** Begin Data entries **
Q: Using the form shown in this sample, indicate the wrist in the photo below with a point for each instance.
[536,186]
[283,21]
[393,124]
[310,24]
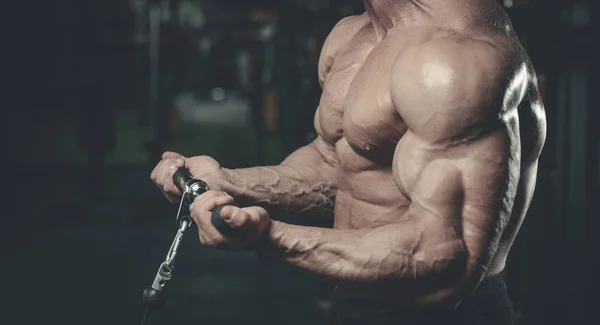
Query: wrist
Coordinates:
[218,180]
[266,245]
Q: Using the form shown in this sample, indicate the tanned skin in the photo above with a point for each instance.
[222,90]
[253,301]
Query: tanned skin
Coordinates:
[430,128]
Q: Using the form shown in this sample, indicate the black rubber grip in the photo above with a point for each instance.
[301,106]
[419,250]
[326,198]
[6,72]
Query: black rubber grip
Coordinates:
[182,176]
[219,223]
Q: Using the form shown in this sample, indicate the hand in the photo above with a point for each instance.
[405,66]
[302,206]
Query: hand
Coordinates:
[201,167]
[249,224]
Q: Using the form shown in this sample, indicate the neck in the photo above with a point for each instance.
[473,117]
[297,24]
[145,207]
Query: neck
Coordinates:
[388,14]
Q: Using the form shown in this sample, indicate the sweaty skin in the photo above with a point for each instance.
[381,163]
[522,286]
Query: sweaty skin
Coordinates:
[430,128]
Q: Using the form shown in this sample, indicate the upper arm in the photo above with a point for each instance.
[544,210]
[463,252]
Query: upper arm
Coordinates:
[459,161]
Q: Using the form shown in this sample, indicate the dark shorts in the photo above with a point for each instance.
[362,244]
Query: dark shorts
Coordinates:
[488,305]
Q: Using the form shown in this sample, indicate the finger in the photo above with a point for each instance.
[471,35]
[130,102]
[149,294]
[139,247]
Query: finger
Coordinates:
[235,217]
[171,166]
[210,200]
[171,154]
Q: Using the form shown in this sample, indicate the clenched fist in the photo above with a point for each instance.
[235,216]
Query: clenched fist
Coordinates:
[248,225]
[201,167]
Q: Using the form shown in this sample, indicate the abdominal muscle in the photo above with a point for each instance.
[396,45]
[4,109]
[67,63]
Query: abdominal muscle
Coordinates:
[368,197]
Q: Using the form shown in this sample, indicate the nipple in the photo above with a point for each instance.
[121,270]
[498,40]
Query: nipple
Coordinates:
[368,147]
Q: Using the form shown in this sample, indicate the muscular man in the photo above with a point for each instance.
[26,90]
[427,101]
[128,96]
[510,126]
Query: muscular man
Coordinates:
[430,128]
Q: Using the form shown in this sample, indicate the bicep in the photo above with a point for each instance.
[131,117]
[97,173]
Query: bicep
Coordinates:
[461,191]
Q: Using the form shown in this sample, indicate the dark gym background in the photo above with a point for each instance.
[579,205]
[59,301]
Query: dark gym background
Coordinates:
[96,89]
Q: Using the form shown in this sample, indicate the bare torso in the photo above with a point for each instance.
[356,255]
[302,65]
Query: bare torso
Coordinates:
[357,118]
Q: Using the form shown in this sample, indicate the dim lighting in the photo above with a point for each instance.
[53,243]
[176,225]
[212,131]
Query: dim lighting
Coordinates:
[217,94]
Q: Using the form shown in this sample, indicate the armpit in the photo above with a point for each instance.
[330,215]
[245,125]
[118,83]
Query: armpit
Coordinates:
[339,36]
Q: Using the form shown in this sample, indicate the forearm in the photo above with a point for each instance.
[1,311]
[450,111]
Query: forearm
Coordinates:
[304,183]
[393,263]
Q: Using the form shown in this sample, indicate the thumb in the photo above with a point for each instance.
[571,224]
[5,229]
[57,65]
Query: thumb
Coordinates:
[171,154]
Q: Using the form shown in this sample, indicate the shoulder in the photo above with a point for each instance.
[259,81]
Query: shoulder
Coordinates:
[445,81]
[341,34]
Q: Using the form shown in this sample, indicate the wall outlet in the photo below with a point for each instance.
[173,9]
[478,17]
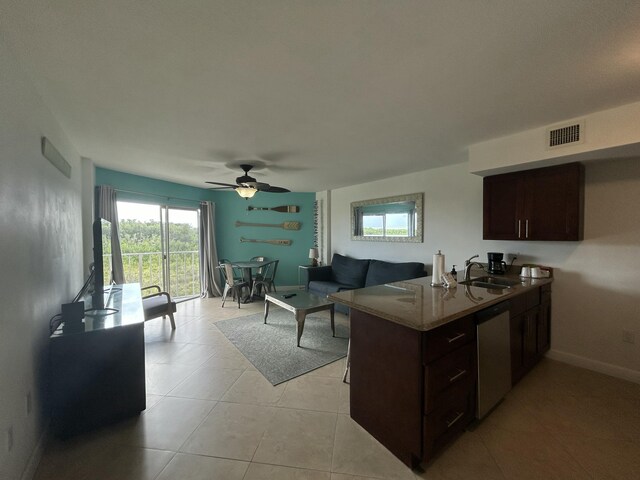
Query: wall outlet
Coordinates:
[628,337]
[10,439]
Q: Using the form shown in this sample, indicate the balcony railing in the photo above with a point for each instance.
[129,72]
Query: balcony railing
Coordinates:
[146,269]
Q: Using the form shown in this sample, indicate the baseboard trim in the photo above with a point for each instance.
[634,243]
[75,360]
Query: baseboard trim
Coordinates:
[595,365]
[31,468]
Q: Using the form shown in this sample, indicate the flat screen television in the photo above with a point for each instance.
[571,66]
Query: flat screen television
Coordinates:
[102,274]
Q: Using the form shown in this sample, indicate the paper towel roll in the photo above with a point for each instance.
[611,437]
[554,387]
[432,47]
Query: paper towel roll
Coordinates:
[438,269]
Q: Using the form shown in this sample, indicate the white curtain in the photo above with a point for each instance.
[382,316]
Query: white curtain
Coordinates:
[209,277]
[107,208]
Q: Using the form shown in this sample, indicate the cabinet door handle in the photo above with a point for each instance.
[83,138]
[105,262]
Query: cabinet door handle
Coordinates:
[451,422]
[457,375]
[457,337]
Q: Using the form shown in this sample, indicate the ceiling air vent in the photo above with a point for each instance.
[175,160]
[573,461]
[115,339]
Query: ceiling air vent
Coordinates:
[566,135]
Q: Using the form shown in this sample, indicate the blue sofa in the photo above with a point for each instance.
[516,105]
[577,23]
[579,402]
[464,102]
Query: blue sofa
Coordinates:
[346,273]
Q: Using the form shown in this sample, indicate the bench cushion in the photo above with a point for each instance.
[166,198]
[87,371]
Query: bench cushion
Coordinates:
[348,271]
[385,272]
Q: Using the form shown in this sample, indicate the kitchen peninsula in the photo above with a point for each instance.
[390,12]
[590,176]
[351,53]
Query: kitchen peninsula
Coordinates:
[413,356]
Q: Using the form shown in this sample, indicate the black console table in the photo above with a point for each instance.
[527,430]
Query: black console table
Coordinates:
[97,370]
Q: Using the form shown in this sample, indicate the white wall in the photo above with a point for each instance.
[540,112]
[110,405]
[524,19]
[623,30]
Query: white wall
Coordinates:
[595,292]
[609,133]
[40,258]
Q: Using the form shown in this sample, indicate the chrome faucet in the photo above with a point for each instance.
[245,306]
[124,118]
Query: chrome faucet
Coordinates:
[467,267]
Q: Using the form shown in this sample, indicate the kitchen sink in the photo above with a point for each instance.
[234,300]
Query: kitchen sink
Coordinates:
[491,282]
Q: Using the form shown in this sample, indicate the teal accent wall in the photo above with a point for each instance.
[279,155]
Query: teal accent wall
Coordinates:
[230,207]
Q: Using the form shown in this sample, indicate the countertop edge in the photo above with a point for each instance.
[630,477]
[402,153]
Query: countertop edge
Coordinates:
[471,309]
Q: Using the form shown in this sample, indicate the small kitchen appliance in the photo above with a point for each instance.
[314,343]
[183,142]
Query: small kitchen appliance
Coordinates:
[496,265]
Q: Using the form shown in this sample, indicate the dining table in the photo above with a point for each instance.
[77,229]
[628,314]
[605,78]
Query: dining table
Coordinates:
[247,267]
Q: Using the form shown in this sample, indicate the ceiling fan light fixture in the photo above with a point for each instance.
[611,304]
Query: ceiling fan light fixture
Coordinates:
[246,192]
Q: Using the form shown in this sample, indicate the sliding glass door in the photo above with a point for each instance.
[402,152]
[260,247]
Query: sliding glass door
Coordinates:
[182,259]
[160,247]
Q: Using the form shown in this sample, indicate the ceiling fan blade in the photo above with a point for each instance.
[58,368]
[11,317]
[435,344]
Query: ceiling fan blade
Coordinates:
[228,185]
[273,189]
[260,186]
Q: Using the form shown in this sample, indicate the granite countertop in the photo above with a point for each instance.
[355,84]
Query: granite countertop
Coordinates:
[418,305]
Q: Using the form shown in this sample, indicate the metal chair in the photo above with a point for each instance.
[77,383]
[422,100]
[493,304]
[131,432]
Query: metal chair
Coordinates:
[260,271]
[267,281]
[158,304]
[237,273]
[230,284]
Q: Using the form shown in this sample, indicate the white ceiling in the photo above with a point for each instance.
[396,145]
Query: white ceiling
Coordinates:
[327,93]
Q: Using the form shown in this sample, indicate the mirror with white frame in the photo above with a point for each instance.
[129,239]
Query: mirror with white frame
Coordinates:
[390,219]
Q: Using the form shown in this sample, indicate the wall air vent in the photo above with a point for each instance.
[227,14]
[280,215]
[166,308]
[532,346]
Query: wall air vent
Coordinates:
[565,135]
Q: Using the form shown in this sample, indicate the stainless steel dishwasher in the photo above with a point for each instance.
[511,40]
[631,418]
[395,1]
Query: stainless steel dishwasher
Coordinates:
[494,357]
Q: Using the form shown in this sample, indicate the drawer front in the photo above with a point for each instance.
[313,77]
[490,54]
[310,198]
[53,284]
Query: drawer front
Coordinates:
[448,420]
[449,337]
[524,302]
[458,367]
[545,293]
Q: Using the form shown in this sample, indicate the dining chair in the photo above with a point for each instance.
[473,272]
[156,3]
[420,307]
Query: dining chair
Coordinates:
[237,273]
[267,281]
[231,285]
[260,271]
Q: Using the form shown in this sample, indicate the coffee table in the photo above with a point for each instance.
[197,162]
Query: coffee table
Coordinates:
[300,303]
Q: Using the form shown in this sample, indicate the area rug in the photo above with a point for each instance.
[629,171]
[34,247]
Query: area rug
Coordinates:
[272,349]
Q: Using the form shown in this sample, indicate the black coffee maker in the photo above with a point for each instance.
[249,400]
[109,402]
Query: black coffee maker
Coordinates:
[496,265]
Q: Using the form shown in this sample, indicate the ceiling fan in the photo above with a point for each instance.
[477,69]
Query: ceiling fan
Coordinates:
[247,186]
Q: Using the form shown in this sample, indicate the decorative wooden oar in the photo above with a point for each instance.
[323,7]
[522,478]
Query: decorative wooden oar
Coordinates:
[281,208]
[272,242]
[285,225]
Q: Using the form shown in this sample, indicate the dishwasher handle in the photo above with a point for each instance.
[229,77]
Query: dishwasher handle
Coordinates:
[493,311]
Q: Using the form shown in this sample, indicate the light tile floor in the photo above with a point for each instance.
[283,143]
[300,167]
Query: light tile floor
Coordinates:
[211,415]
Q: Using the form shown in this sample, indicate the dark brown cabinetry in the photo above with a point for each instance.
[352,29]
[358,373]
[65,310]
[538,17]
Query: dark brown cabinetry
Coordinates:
[530,329]
[538,204]
[412,390]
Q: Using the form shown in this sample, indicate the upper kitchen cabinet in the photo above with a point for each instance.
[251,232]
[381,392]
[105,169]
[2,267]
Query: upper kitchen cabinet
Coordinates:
[539,204]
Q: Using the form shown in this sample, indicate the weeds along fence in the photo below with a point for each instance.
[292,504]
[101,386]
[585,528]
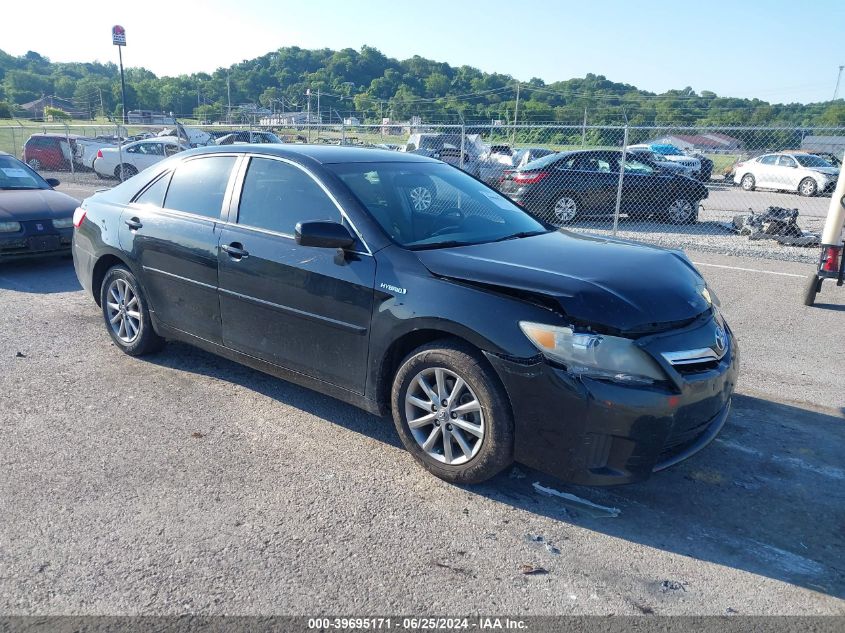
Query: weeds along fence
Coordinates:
[678,187]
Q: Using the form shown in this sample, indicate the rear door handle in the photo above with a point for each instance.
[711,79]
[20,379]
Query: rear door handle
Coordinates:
[235,250]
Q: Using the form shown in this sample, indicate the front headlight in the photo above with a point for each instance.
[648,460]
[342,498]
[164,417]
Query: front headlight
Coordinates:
[594,355]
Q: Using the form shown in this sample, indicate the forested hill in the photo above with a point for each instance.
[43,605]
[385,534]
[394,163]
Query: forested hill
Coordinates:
[369,85]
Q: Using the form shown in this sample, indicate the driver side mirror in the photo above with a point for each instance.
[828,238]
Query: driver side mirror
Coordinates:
[323,234]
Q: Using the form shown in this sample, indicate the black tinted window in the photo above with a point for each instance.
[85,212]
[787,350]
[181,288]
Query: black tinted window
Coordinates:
[277,195]
[155,192]
[198,186]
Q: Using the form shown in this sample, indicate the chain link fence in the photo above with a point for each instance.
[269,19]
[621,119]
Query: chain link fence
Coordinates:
[740,190]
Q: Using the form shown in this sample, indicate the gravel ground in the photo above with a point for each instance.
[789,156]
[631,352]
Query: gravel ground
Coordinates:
[184,483]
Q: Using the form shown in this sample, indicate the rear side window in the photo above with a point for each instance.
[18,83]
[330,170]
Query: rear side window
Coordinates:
[198,185]
[155,192]
[276,196]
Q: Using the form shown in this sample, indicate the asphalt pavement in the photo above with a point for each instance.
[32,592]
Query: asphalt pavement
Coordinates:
[185,483]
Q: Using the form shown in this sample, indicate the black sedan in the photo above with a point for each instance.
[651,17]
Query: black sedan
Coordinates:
[561,188]
[402,285]
[34,220]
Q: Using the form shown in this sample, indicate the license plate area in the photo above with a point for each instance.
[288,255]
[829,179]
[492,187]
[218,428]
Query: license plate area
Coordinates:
[44,243]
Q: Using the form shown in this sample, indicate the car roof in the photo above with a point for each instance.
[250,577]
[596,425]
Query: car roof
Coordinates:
[323,154]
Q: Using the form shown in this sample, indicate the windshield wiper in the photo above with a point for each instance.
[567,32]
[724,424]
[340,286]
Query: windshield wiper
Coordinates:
[448,244]
[521,234]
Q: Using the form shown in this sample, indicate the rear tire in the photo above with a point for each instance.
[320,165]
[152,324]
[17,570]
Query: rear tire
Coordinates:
[808,188]
[564,210]
[747,183]
[126,313]
[811,289]
[466,441]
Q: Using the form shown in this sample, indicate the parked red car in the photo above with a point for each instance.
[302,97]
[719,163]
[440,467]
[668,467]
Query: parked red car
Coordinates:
[49,151]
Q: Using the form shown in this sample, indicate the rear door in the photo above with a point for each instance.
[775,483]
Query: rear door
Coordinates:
[307,309]
[766,174]
[788,173]
[172,231]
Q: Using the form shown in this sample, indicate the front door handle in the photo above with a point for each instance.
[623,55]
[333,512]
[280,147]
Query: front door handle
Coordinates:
[235,250]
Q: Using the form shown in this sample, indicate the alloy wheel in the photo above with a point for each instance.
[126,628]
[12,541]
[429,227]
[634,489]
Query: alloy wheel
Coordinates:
[124,311]
[565,209]
[444,416]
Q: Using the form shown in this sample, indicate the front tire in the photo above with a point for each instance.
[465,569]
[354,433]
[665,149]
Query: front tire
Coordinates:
[126,313]
[808,188]
[747,183]
[452,413]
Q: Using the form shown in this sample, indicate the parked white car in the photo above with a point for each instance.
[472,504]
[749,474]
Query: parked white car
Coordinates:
[136,156]
[805,173]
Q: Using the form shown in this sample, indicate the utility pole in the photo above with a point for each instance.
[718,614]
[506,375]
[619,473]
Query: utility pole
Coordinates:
[584,131]
[308,113]
[228,98]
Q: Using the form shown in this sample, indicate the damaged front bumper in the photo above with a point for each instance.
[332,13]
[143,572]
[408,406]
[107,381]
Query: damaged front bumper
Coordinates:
[596,432]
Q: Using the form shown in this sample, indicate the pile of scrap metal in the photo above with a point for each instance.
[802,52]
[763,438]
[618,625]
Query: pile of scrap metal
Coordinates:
[775,223]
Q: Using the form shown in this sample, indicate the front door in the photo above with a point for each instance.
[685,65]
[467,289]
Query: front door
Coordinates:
[304,308]
[172,230]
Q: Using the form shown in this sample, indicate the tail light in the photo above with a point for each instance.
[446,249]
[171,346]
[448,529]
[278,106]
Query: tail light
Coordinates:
[529,177]
[78,217]
[830,259]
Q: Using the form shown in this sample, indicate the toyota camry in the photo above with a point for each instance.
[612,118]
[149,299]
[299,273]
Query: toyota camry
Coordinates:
[404,286]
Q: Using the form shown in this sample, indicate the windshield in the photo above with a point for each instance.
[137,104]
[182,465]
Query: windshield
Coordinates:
[809,160]
[429,205]
[16,175]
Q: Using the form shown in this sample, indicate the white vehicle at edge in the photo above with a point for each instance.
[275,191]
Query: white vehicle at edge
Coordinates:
[805,173]
[136,156]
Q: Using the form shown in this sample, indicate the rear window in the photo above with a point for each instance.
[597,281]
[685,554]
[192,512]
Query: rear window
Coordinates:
[198,186]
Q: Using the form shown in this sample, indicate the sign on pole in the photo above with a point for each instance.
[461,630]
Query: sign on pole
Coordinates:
[118,35]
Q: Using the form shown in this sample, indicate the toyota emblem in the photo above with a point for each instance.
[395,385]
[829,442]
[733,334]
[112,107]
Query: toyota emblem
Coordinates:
[720,339]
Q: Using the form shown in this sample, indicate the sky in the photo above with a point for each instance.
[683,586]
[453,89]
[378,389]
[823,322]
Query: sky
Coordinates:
[780,51]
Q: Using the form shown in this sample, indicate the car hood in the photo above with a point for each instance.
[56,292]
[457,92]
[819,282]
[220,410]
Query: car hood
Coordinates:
[35,204]
[619,285]
[827,171]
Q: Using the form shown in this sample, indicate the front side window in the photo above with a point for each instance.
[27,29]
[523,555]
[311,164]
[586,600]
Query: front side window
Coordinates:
[429,205]
[198,186]
[638,167]
[277,195]
[154,194]
[16,175]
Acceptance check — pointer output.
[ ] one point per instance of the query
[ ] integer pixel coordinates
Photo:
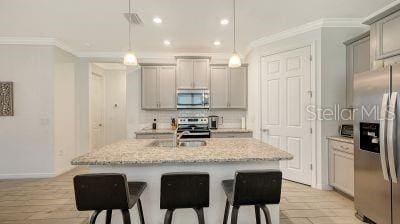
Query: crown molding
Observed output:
(327, 22)
(383, 12)
(317, 24)
(43, 41)
(153, 55)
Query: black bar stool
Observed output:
(257, 188)
(98, 192)
(185, 190)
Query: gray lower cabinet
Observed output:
(228, 87)
(158, 87)
(358, 60)
(341, 166)
(231, 134)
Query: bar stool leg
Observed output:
(140, 212)
(257, 210)
(227, 208)
(266, 214)
(108, 217)
(126, 216)
(200, 215)
(94, 216)
(168, 216)
(235, 211)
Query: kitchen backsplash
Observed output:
(231, 119)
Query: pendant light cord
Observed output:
(130, 24)
(234, 26)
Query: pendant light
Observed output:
(234, 60)
(130, 58)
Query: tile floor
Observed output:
(51, 201)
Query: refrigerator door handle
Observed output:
(391, 137)
(382, 135)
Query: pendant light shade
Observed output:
(130, 58)
(234, 60)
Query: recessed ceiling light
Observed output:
(157, 20)
(167, 42)
(224, 22)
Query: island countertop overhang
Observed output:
(138, 152)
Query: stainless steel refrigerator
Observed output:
(376, 166)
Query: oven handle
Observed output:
(197, 134)
(382, 135)
(392, 157)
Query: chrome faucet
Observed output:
(177, 137)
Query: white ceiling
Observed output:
(191, 25)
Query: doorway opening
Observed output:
(107, 104)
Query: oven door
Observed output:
(192, 99)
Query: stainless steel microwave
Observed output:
(193, 99)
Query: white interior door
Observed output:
(285, 96)
(97, 111)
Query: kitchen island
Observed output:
(142, 160)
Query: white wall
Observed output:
(26, 139)
(40, 140)
(329, 71)
(82, 93)
(65, 142)
(115, 123)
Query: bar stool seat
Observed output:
(185, 190)
(258, 188)
(108, 191)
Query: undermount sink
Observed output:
(182, 143)
(192, 143)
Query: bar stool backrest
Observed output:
(101, 191)
(185, 190)
(257, 187)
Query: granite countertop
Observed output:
(170, 131)
(156, 131)
(342, 139)
(134, 152)
(230, 130)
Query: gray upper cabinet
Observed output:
(185, 74)
(358, 60)
(158, 87)
(388, 33)
(201, 73)
(228, 87)
(167, 83)
(193, 73)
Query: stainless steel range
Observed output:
(197, 126)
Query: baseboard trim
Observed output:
(26, 175)
(64, 170)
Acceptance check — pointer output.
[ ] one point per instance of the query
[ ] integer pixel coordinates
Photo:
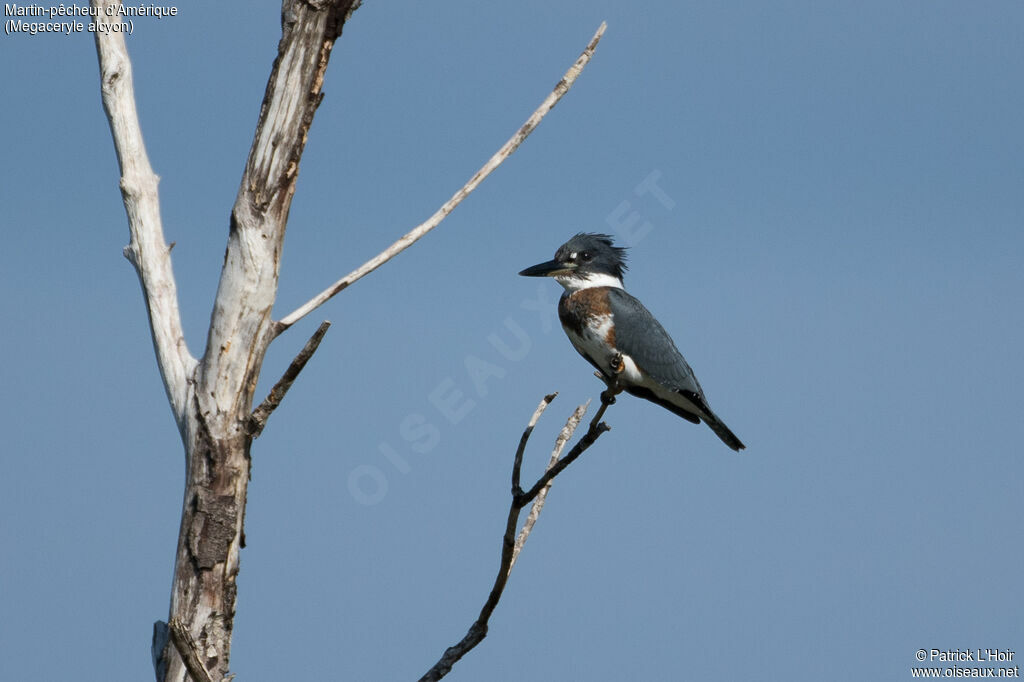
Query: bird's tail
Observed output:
(723, 432)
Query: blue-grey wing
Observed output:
(641, 337)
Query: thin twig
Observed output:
(258, 419)
(535, 509)
(188, 652)
(413, 236)
(510, 544)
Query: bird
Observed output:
(619, 336)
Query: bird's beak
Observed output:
(548, 269)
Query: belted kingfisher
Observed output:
(616, 334)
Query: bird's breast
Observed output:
(588, 322)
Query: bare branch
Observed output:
(188, 651)
(146, 250)
(535, 509)
(511, 545)
(258, 419)
(413, 236)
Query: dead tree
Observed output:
(211, 396)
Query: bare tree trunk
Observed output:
(211, 397)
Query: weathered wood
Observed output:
(212, 397)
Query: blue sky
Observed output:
(838, 254)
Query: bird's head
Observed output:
(586, 260)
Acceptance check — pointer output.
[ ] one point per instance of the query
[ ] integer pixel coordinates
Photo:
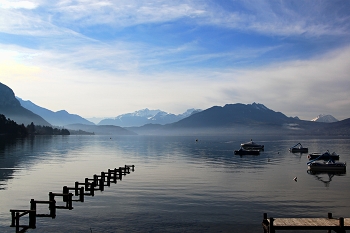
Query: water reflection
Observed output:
(325, 177)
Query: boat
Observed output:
(242, 151)
(252, 146)
(298, 148)
(324, 156)
(330, 165)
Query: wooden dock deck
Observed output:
(339, 225)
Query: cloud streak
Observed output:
(121, 56)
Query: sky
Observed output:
(101, 58)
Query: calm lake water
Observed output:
(179, 184)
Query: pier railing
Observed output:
(80, 189)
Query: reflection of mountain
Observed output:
(325, 177)
(20, 154)
(7, 163)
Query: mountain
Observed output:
(11, 108)
(232, 118)
(325, 118)
(146, 116)
(100, 129)
(59, 118)
(239, 118)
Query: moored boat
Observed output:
(330, 165)
(247, 152)
(298, 148)
(252, 146)
(323, 156)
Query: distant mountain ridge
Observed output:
(59, 118)
(11, 108)
(147, 116)
(325, 118)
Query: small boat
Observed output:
(252, 146)
(330, 165)
(324, 156)
(298, 148)
(247, 152)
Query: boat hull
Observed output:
(325, 156)
(336, 167)
(247, 152)
(299, 150)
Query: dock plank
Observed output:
(329, 223)
(305, 222)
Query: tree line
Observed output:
(10, 128)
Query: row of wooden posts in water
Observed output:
(81, 189)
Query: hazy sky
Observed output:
(100, 58)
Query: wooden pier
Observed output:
(339, 225)
(80, 189)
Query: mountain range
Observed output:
(59, 118)
(325, 118)
(237, 118)
(146, 116)
(11, 108)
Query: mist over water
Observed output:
(180, 184)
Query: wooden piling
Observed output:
(271, 225)
(67, 197)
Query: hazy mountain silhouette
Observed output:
(146, 116)
(59, 118)
(241, 119)
(101, 129)
(11, 108)
(325, 118)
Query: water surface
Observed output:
(179, 184)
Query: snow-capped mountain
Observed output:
(146, 116)
(325, 118)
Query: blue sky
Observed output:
(105, 58)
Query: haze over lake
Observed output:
(179, 184)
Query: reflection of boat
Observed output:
(325, 156)
(247, 152)
(330, 165)
(298, 148)
(252, 146)
(322, 175)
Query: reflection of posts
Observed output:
(67, 197)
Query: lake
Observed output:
(180, 184)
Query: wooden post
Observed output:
(272, 230)
(65, 191)
(76, 188)
(13, 217)
(70, 199)
(86, 184)
(265, 223)
(32, 214)
(109, 177)
(341, 225)
(52, 205)
(102, 181)
(17, 222)
(93, 184)
(81, 194)
(96, 180)
(120, 173)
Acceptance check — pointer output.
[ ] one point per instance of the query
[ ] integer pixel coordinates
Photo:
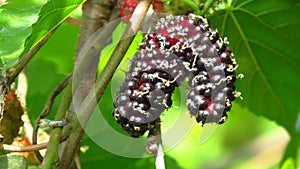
** End Data entries **
▶ Given task
Rescale the part of the records that opens with the line containing "Query: haze over lake" and runs through the end of the records, both ends included. Reproduce every line in that part, multiplying each answer coordinate by 1.25 and rounding to a whole number with halves rounded up, and leave out the pictures.

▶ Exercise solution
Query: haze over lake
Observed output:
(224, 230)
Query: reflection of boat
Observed output:
(406, 195)
(309, 190)
(413, 206)
(373, 185)
(315, 183)
(403, 219)
Query: reflection of posts
Observed output:
(84, 246)
Query: lake
Observed output:
(225, 230)
Query: wooden post
Observed output:
(340, 288)
(81, 239)
(95, 235)
(16, 271)
(88, 249)
(108, 230)
(331, 279)
(40, 268)
(136, 221)
(426, 281)
(65, 256)
(128, 226)
(21, 278)
(116, 230)
(101, 243)
(120, 225)
(150, 216)
Acceptance check — pointer output.
[ ] one point per instance of the query
[ ] integer pixel coordinates
Photo:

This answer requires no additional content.